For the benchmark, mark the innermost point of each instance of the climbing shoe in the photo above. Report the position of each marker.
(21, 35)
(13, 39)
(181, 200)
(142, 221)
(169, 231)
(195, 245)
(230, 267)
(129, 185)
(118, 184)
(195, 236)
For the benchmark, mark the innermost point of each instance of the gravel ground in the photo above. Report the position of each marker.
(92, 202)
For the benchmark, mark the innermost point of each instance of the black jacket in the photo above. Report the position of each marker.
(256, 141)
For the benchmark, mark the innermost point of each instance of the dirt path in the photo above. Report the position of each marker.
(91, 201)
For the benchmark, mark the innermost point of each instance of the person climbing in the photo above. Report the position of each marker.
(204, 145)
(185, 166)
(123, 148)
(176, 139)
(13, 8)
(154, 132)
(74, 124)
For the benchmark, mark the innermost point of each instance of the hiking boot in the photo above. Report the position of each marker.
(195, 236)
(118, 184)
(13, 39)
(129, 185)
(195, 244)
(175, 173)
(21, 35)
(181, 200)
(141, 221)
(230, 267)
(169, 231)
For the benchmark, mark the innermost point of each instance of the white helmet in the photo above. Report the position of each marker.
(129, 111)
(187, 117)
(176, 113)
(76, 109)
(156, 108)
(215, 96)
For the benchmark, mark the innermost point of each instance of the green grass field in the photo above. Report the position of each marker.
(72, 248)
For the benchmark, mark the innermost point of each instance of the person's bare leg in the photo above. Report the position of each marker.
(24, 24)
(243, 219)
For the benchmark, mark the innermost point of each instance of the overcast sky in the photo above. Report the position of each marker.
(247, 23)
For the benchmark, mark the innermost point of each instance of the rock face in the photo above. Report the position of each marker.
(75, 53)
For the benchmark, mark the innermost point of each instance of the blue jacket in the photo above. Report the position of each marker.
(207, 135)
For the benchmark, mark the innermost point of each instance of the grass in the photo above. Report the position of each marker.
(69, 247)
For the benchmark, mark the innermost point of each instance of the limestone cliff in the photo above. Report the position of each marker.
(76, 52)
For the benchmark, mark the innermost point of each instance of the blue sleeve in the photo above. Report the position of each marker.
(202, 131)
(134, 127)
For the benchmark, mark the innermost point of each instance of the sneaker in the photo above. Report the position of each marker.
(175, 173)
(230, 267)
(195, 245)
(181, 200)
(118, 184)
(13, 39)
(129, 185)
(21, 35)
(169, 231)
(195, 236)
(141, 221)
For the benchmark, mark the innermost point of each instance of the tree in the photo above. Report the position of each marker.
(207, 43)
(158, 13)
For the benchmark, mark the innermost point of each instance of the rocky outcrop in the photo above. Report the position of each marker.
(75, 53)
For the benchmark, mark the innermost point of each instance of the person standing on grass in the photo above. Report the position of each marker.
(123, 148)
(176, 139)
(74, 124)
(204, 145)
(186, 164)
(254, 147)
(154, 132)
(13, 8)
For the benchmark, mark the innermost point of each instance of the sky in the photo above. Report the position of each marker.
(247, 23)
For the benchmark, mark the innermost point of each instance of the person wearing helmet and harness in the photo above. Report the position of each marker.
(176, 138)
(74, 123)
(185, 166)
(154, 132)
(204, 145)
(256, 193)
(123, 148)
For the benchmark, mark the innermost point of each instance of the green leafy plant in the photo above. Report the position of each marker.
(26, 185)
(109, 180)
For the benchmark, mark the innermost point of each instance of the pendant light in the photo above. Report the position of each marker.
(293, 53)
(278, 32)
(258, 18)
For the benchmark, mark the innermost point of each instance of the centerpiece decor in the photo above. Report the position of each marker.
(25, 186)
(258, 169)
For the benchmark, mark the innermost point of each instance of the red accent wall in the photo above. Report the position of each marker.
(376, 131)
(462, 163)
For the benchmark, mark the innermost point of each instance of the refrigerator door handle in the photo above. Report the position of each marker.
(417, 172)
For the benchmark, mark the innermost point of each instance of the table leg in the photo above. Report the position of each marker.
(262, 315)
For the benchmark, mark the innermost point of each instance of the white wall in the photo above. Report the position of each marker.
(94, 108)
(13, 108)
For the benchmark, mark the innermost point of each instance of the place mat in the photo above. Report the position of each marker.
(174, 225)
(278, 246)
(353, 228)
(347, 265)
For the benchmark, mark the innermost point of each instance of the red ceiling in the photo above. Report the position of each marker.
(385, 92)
---
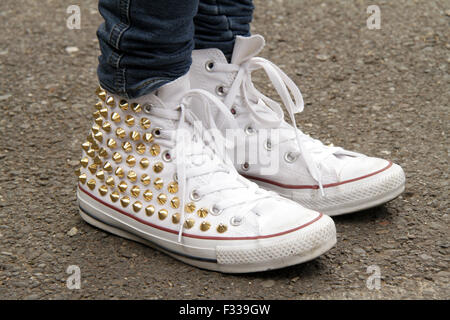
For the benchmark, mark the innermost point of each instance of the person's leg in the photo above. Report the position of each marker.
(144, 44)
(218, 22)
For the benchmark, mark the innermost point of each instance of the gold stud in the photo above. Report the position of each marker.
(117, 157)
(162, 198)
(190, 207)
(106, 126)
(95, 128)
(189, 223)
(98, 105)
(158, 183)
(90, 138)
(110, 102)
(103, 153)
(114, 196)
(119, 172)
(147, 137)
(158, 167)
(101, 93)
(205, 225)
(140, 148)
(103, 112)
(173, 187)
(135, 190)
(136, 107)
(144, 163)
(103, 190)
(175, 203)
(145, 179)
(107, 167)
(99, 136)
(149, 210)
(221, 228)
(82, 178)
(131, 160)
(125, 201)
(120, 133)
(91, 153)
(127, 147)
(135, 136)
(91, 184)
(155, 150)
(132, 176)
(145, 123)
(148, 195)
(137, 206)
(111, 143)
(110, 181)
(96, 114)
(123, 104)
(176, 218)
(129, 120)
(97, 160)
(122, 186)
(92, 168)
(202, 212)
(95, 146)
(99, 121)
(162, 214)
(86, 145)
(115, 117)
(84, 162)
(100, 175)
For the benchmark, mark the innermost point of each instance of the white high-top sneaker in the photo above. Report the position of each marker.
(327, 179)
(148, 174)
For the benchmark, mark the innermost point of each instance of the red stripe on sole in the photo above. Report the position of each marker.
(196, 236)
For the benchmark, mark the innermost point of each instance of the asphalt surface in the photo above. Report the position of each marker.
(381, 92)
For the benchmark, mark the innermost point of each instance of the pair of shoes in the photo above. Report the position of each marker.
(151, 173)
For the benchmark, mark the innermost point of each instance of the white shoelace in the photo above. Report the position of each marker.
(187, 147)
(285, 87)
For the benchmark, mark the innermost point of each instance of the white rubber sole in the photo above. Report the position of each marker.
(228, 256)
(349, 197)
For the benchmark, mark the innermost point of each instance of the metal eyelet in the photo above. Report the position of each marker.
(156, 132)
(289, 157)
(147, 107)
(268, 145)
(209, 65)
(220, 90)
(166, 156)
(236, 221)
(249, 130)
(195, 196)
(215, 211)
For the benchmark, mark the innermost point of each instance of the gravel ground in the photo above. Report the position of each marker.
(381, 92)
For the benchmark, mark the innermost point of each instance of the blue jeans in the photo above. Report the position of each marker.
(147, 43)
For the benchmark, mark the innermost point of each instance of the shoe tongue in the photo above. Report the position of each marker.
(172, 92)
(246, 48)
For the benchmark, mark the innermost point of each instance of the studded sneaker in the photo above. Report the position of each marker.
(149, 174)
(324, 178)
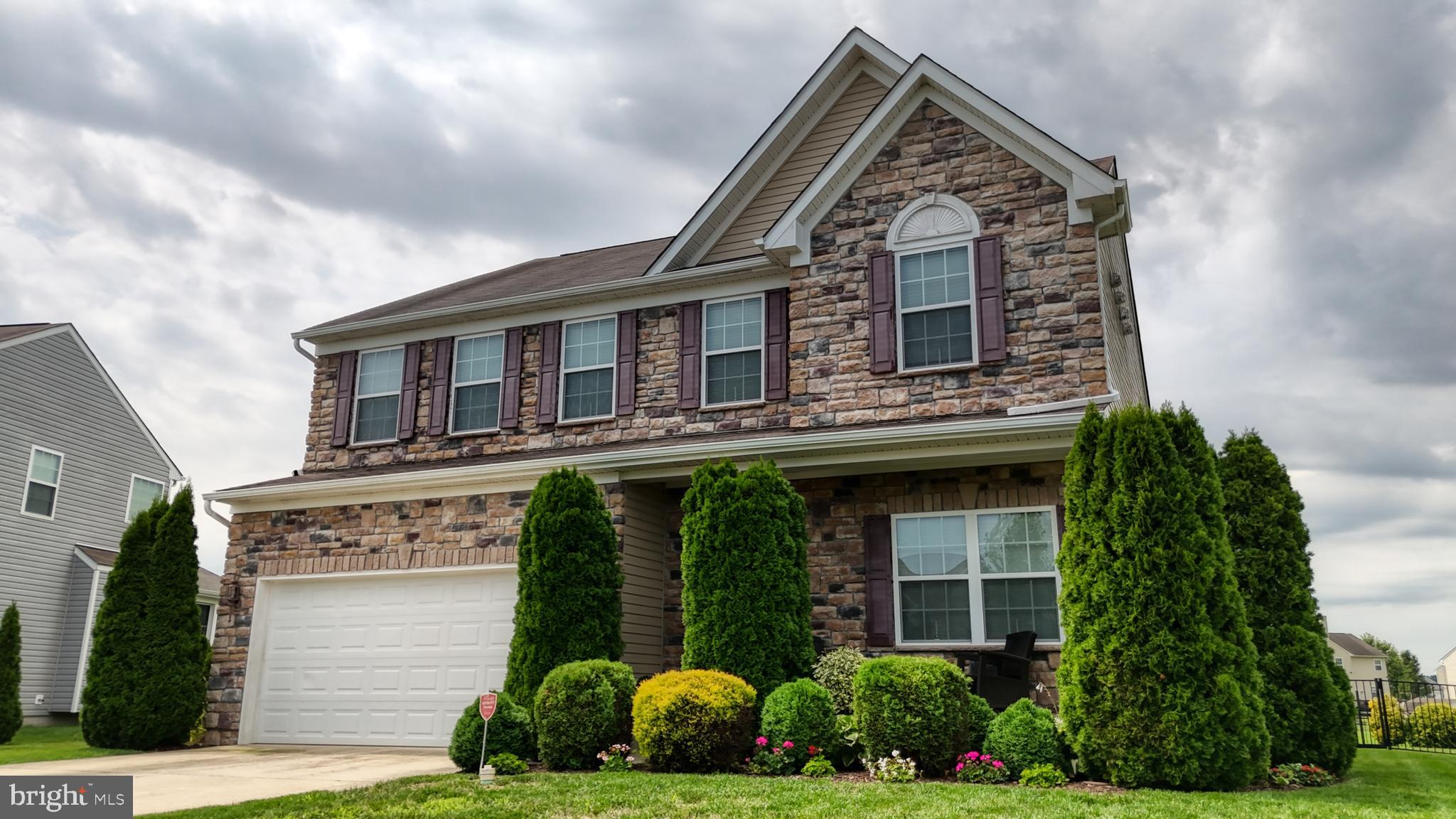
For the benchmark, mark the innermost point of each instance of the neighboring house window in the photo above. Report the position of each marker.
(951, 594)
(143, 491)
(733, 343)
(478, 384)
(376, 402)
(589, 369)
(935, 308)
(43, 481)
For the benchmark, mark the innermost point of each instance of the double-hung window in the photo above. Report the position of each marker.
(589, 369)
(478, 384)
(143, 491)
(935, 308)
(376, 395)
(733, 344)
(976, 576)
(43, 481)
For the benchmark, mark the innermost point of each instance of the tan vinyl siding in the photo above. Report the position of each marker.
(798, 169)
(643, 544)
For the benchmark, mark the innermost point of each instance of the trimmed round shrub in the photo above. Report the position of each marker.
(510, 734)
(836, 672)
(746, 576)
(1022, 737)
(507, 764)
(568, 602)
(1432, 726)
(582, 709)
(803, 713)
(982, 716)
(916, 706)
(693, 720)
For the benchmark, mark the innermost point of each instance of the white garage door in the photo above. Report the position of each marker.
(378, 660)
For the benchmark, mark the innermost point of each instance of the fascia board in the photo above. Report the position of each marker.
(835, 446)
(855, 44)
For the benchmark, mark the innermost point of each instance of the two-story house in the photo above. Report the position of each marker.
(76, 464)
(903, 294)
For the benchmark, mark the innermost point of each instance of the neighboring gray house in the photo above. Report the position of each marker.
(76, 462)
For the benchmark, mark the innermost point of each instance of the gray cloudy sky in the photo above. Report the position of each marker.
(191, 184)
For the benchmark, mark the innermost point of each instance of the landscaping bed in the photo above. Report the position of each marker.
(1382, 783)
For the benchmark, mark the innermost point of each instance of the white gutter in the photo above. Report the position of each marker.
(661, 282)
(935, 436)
==
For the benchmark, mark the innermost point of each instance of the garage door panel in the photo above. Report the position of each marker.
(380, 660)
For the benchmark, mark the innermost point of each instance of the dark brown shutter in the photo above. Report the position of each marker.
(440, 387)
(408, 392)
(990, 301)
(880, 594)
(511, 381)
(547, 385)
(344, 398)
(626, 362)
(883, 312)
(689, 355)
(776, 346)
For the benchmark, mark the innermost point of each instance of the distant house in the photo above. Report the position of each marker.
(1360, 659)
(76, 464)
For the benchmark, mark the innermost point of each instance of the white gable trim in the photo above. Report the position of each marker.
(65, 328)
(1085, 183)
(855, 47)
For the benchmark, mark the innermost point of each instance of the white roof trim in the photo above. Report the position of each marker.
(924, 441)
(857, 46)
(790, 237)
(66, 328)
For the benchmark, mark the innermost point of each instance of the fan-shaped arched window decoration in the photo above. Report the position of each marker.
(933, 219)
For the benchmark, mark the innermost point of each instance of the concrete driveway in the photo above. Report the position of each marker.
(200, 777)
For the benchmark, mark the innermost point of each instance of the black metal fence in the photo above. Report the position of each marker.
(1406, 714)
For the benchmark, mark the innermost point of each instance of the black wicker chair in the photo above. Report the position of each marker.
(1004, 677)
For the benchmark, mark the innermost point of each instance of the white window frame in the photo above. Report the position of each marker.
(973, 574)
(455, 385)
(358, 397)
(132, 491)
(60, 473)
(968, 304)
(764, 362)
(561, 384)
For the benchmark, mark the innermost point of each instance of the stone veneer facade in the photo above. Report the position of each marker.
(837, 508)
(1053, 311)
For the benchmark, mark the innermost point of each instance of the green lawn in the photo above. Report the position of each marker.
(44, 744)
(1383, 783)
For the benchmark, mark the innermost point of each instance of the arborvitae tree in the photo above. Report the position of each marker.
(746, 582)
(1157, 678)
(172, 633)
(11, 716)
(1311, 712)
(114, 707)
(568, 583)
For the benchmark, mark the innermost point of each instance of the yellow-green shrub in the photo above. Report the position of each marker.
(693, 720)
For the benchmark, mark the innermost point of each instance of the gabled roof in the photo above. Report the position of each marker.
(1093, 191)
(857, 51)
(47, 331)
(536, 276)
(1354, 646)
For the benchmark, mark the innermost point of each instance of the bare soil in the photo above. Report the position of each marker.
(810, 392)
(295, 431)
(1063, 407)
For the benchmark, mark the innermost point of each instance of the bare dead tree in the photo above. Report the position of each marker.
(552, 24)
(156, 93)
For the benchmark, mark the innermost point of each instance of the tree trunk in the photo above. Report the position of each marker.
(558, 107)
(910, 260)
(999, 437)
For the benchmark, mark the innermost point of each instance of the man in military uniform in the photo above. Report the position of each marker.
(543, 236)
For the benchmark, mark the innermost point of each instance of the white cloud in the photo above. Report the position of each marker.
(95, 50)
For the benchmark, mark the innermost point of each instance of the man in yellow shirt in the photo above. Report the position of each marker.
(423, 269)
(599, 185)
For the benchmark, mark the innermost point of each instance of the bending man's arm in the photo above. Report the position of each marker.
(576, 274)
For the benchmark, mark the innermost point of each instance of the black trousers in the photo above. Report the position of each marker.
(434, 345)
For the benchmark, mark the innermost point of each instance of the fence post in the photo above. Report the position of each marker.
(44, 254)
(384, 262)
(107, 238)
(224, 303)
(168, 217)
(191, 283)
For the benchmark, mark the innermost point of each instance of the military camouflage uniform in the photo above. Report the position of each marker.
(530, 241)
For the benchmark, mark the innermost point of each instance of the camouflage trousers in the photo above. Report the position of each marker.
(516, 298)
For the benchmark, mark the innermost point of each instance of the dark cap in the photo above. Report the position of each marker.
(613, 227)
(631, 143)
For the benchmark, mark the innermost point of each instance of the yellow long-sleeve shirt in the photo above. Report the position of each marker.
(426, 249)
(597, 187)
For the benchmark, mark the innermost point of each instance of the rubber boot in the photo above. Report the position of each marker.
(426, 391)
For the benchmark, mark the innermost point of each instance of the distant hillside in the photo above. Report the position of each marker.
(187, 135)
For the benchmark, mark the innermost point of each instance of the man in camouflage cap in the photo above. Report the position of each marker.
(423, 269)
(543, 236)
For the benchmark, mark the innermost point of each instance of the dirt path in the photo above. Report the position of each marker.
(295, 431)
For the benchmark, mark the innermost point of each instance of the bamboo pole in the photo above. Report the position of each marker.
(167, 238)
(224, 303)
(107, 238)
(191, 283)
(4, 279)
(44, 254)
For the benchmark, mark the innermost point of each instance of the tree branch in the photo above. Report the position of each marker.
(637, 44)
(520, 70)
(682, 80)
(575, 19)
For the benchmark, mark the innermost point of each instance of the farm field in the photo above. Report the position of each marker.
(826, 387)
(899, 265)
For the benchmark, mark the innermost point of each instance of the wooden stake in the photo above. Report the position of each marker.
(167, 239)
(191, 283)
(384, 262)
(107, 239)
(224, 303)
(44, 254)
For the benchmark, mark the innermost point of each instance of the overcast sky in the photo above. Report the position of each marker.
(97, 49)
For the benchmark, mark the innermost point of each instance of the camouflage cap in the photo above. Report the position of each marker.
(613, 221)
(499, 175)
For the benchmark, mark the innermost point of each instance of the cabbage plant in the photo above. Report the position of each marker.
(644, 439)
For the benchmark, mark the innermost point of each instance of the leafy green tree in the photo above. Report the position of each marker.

PROBLEM REQUIREMENTS >>
List every line in the items above that contains the word "neighboring", reproducing each line in full. Matching is case-sensitive.

WRITTEN RESPONSE >>
For the benchmark, mark the innermost point of each instance of the neighboring house window in the photo above. Report the position of each marker.
For the benchmark, mark the innermost point of each instance of the neighboring gray house in the photo above. Report the position of each marker.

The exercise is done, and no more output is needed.